Incorporating biodiversity into a market economy puts these women at a severe disadvantage. It makes them and their families more dependent upon the income of their husbands, and, in the worst cases, deprives them of essential resources that provide them with a nutritionally diverse diet, primary health care and energy. It is women who suffer most when areas are declared ‘protected’, or when they suddenly have to pay for resources like clean freshwater and fuelwood, which used to be available for free.

Women do not only lose out as ‘buyers’ of ‘environmental services’, they also lose out as ‘sellers’. Most market-based conservation mechanisms consider land ownership to be the most important criterion when biodiversity values are privatized and distributed to individual ‘owners’ in order to be sold. Because women have far less formal land title than men, they are disadvantaged when it comes to establishing a right to ‘sell’ biodiversity values.

Even those systems that try to reward the people who are actually managing a resource, rather than the formal owners of the land, often underestimate the disadvantageous position that women have when money is at stake. Forests or other resources, for example, which were traditionally managed by women, may suddenly be taken over by the men in a village when it turns out that there is money to be earned through a payment for environmental services system.

Selling ’environmental services’ can also lead to serious local governance problems if it is not clear whether the leader of a village has the right or the mandate to undertake certain legal transactions. Women are again likely to suffer most, as their rights and interests are more likely to be overlooked in commercial transactions normally closed by men.

Likewise, it is often women who possess valuable traditional knowledge related to biodiversity, while a small group of male elders may be mandated to negotiate on behalf of the community when a potentially profitable Access and Benefit Sharing contract is in sight.

In real life, there is no ‘level playing field’ in the environmental services market. In many of the countries targeted by the promoters of environmental services markets, especially in Latin America, inequitable distribution of land is one of the biggest social challenges.

In a country like Paraguay, for example, only 1% of the population owns 80% of the land. Women are in an even more disadvantageous position. They own only 27% of the private land. Even when they have title over the land, it is not easy for them to compete in a truly competitive market, which requires economies of scale: women seldom manage large projects or own large pieces of land.

Furthermore, many women lack marketing skills. Women have, on average, lower levels of formal education than men. Despite significant progress since 2000, there are still more boys than girls enrolled in school in developing countries, and illiteracy amongst older generations of women is still astonishingly high (28%).

The relationship between rural poverty and education is linear and most Indigenous women speak a native, non-official language, putting them at a severe disadvantage. Of course there are exceptions where successful Indigenous and non-Indigenous women have been able to sell carbon offsets or other ‘environmental services’ but overall it is fair to say that there is no level playing field in these markets.

The market could become even more inequitable if some of the proposals to compensate countries, communities and/or individuals for Reducing Emissions from Deforestation in Developing countries (REDD), which are currently on the negotiating table within UNFCCC, are accepted.

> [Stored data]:
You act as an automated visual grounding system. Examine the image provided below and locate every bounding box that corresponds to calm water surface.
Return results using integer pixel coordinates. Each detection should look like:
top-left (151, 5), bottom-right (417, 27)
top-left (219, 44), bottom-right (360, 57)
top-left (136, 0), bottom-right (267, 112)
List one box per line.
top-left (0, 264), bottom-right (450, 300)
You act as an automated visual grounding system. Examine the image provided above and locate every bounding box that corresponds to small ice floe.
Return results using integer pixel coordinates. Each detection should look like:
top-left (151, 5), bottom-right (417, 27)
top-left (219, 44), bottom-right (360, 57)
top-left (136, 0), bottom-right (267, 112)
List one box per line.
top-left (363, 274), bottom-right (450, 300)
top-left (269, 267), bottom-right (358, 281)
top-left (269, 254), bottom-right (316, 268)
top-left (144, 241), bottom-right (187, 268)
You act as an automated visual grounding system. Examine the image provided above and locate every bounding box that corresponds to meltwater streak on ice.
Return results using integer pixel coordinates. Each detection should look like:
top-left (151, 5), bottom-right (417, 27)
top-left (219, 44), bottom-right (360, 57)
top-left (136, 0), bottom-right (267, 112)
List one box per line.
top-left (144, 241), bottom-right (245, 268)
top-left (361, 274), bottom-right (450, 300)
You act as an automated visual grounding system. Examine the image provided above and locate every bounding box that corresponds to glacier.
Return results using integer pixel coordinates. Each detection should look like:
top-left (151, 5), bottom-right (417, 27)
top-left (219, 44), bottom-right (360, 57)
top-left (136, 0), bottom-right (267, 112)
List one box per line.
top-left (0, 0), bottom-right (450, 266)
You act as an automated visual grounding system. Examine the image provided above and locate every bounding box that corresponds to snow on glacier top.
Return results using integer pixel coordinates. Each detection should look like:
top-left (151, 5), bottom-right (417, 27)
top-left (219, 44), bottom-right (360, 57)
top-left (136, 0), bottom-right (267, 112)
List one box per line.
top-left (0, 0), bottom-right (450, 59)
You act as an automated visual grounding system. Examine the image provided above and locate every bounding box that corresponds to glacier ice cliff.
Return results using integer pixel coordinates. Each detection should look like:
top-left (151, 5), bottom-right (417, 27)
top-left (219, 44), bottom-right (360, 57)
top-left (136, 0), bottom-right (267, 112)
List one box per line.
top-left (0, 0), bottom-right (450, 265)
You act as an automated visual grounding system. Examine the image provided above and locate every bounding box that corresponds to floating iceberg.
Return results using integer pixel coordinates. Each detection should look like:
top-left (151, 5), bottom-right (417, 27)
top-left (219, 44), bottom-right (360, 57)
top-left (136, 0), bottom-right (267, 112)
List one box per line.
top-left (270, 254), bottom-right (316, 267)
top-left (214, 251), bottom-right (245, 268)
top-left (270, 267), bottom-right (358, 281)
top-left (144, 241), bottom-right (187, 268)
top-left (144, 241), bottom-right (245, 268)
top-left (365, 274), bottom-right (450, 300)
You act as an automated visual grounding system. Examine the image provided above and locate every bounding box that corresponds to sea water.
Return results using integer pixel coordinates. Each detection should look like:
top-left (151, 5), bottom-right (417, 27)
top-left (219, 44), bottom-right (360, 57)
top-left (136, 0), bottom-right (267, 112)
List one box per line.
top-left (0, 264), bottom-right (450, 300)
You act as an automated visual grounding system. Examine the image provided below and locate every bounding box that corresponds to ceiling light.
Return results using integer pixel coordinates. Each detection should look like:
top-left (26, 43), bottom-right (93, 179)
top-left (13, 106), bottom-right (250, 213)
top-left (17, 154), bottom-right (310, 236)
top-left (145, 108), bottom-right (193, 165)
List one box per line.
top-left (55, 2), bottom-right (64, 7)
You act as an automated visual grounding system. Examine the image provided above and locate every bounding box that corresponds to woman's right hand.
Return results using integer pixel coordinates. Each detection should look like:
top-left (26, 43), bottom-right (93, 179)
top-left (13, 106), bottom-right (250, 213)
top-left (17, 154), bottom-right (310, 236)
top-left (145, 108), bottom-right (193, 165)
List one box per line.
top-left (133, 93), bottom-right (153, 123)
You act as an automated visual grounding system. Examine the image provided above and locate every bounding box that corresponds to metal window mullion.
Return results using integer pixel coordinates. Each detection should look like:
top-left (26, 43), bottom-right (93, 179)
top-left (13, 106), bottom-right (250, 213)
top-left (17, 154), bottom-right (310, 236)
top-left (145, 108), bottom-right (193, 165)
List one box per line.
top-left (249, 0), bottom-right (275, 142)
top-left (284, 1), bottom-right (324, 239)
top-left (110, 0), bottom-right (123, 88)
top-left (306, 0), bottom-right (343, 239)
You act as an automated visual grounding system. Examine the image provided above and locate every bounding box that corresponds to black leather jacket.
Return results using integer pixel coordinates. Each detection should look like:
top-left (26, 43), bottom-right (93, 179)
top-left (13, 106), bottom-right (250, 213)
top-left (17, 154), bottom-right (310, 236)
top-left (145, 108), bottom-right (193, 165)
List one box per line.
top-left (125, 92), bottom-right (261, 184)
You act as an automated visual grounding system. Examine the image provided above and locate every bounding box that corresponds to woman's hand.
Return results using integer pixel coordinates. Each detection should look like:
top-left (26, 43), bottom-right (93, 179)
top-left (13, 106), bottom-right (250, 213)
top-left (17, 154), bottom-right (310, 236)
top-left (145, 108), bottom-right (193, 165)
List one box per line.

> [Required work]:
Reproduce the passage on women and environmental services markets between "In real life, there" and "pieces of land.", inclusive, replacing "Paraguay" with "Bolivia". Rely solely on the passage about women and environmental services markets, not the stored data.

> [Expected answer]:
In real life, there is no ‘level playing field’ in the environmental services market. In many of the countries targeted by the promoters of environmental services markets, especially in Latin America, inequitable distribution of land is one of the biggest social challenges.

In a country like Bolivia, for example, only 1% of the population owns 80% of the land. Women are in an even more disadvantageous position. They own only 27% of the private land. Even when they have title over the land, it is not easy for them to compete in a truly competitive market, which requires economies of scale: women seldom manage large projects or own large pieces of land.